--- start Data for the task ---

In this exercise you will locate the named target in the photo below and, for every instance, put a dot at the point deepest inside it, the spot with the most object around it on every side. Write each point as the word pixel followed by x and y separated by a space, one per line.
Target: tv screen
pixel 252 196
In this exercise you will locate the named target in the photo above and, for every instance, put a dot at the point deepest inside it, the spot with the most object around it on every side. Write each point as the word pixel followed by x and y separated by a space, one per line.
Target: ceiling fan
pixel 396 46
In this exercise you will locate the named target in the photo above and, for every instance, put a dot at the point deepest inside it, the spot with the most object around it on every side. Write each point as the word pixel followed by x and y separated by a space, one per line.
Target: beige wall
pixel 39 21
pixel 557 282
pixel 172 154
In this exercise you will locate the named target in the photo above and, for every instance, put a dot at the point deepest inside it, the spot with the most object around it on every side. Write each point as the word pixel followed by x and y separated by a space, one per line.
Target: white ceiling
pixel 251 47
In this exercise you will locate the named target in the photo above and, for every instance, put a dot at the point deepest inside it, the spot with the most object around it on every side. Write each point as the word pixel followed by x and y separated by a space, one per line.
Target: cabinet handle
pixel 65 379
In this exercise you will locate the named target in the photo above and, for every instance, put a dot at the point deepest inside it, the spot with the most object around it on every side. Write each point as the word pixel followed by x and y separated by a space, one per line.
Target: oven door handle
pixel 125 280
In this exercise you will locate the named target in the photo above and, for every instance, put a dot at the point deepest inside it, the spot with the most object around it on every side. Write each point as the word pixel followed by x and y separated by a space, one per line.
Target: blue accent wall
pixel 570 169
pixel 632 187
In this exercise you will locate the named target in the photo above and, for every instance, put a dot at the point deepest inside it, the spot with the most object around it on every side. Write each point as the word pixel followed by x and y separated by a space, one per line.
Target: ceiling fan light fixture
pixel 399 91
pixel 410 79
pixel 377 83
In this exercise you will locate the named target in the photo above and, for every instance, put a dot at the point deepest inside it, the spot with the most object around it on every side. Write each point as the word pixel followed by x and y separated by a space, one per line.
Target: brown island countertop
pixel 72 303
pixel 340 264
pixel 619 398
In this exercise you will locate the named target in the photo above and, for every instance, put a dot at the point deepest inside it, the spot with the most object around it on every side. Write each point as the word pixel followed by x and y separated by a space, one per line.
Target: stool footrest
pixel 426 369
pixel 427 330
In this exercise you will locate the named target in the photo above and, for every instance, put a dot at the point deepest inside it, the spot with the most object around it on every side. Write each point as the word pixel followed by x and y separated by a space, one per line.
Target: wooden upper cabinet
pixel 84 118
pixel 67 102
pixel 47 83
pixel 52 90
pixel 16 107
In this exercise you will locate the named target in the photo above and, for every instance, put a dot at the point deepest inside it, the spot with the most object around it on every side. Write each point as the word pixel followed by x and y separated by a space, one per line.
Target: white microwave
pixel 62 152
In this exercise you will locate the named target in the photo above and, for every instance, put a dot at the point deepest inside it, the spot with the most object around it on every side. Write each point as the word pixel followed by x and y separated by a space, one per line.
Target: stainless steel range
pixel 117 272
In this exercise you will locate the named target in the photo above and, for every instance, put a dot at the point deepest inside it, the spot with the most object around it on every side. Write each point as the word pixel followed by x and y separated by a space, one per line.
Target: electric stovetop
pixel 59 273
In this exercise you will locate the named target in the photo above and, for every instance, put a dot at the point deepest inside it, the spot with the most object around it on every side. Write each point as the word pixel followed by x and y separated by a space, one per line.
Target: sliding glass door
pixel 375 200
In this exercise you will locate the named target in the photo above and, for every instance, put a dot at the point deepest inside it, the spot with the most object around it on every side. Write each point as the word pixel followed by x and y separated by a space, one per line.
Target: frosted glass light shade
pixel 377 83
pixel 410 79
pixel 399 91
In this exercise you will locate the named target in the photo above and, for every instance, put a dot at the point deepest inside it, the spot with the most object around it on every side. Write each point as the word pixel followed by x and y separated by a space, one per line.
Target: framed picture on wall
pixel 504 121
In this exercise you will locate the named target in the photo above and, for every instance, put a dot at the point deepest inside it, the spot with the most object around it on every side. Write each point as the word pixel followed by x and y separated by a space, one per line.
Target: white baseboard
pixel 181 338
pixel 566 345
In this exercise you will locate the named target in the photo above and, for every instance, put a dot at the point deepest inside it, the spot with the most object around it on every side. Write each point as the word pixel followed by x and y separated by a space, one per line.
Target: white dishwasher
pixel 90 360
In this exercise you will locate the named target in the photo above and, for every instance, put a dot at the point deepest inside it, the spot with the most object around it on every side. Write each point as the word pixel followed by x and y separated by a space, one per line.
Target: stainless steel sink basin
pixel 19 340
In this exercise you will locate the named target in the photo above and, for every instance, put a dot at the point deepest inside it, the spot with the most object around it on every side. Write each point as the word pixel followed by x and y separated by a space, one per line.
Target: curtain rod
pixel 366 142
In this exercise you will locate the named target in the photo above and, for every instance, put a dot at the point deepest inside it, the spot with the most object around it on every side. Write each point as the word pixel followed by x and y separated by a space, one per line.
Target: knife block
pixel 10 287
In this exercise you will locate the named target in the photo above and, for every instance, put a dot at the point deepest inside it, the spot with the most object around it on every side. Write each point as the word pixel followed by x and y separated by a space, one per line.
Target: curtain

--- end Data for the task ---

Reproduce all of the records above word for word.

In this exercise you will locate the named target in the photo below and, for every instance, put a dot at the point deepest inside it, the spot with the most object around it on every side. Write each point as the word pixel followed by x and y separated by a space, one per line.
Target: tv screen
pixel 252 196
In this exercise you will locate the named target in the photo above and, for every instance, put a dot at the point deepest inside it, the spot with the most object around it on every side. Write each point as the word pixel followed by x and y separated by a space, one per line.
Target: ceiling fan
pixel 396 46
In this exercise you will locate the named target in the photo above and, for every instance, put a dot at the point deepest inside it, the spot with the most object around it on every side. Write each point as the word pixel followed by x and y separated by a space, one per line.
Target: beige wall
pixel 39 21
pixel 557 282
pixel 172 154
In this exercise you will locate the named target in the photo above and, for every instance, put a dot at the point deepest inside it, the spot with the most object around it on every side. Write each point as the word pixel followed by x and y separated by a space, one per line.
Target: white ceiling
pixel 251 47
In this exercise you will locate the named target in the photo above and, for every instance, put a dot at the point deepest inside it, the spot with the most object around it on every side. Write each point as the word pixel followed by x and y separated by a space, one per line.
Target: cabinet handle
pixel 65 379
In this exercise you will locate the named target in the photo above and, for every instance, put a dot at the point deepest inside it, the spot with the most object around it on every side. Write each point as the word pixel followed by x and y separated by a space, one per line.
Target: oven door handle
pixel 125 280
In this exercise you will locate the named target in the photo above and, for every instance, put a dot at the point deepest inside it, the spot with the most object around it on every side. Write each point as the word pixel followed by x and y separated by a space, one per line.
Target: blue accent wall
pixel 570 169
pixel 632 187
In this exercise you will locate the named target in the photo above and, for every instance, put a dot at the point deepest inside it, the spot with the most object around it on every side. Write each point as the word pixel followed by x and y separated by a space, one per line.
Target: ceiling fan light fixture
pixel 399 91
pixel 410 79
pixel 377 83
In this exercise you will locate the named target in the photo above and, for every instance, put a dot at the point deepest inside it, the spot with the most object around it on every side. Write each point as the word pixel followed by x and y separated by a space, one per line.
Target: brown island countertop
pixel 72 303
pixel 340 264
pixel 619 398
In this exercise you will locate the named target in the photo above and, for every instance, put a dot at the point deepest inside it, the spot with the most object around it on every side. Write each point as the word pixel followed by x and y separated by a space, one per line.
Target: stool footrest
pixel 426 369
pixel 427 330
In this exercise you will locate the named target in the photo above and, for every instance, put a dot at the point deepest inside it, the spot with the most object around it on every side. Write each point as the word pixel followed by x and y separated by a space, one per line.
Target: wooden upper cabinet
pixel 84 118
pixel 67 102
pixel 47 83
pixel 52 90
pixel 16 107
In this exercise you will locate the named target in the photo above and, for every instance, put a dot at the point deepest inside it, the spot with the most object around it on every side. Write each point as the word pixel followed by x and y separated by a space, one per line.
Target: white microwave
pixel 62 152
In this exercise you will locate the named target in the photo above and, for every instance, put a dot at the point deepest inside it, the spot with the most object around it on every side. Write each point as the word pixel followed by x and y separated by a space, one per line.
Target: stainless steel range
pixel 117 272
In this exercise you will locate the named target in the photo above and, for every instance, put a dot at the point deepest inside it, the spot with the most object around it on every side. Write each point as the word pixel followed by x and y separated by a space, one per line.
Target: electric stovetop
pixel 59 273
In this exercise you will locate the named target in the photo above and, for every instance, put a dot at the point deepest inside it, the spot with the most object around it on every side. Write each point as the word pixel followed by x and y separated by a space, one per line.
Target: sliding glass door
pixel 375 200
In this exercise you will locate the named target in the photo above and, for every instance, put a dot at the point deepest inside it, the spot with the most object around it on every side. Write each point as the word pixel followed by x and y separated by a space, one per line.
Target: frosted glass light shade
pixel 377 83
pixel 410 79
pixel 399 91
In this exercise you will locate the named target in the photo above and, for every instance, put a dot at the point deepest inside it, the spot with the most object around it on every side. Write each point as the word pixel followed by x and y separated by a space, one per line.
Target: framed picture on wall
pixel 504 121
In this exercise you will locate the named target in the photo above and, for every instance, put a dot at the point deepest inside it, the spot with the most object around it on every side. Write each point as the word pixel followed by x and y separated by a space, one per line.
Target: white baseboard
pixel 181 338
pixel 566 345
In this exercise you will locate the named target in the photo above and, for every instance, put a dot at the point deepest inside it, the spot with the most object around it on every side. Write each point as the word pixel followed by x and y separated by a space, one per line.
Target: white dishwasher
pixel 90 360
In this exercise you will locate the named target in the photo above and, for every instance, put a dot at the point deepest inside it, the spot with the most object around it on every side. Write each point as the word pixel followed by x and y separated by a space, one per line.
Target: stainless steel sink basin
pixel 19 340
In this exercise you will locate the named target in the photo above and, for every instance, put a dot at the point deepest inside it, the spot with the most object around it on every side. Write each point as the word pixel followed by x and y separated by a space, one per line.
Target: curtain rod
pixel 366 142
In this exercise you will locate the named target in the photo above and, for every instance, put a dot at the point deepest inside it, the spot with the most object around it on every side. Write each point as the word pixel followed by x and y separated by a space, one per line.
Target: knife block
pixel 10 287
In this exercise you will locate the named target in the photo above and, for every instance, put a dot at the point deepest inside it, the spot with the most object around it on every side. Write each point as the word pixel followed by x and y separated by a space, one per line.
Target: curtain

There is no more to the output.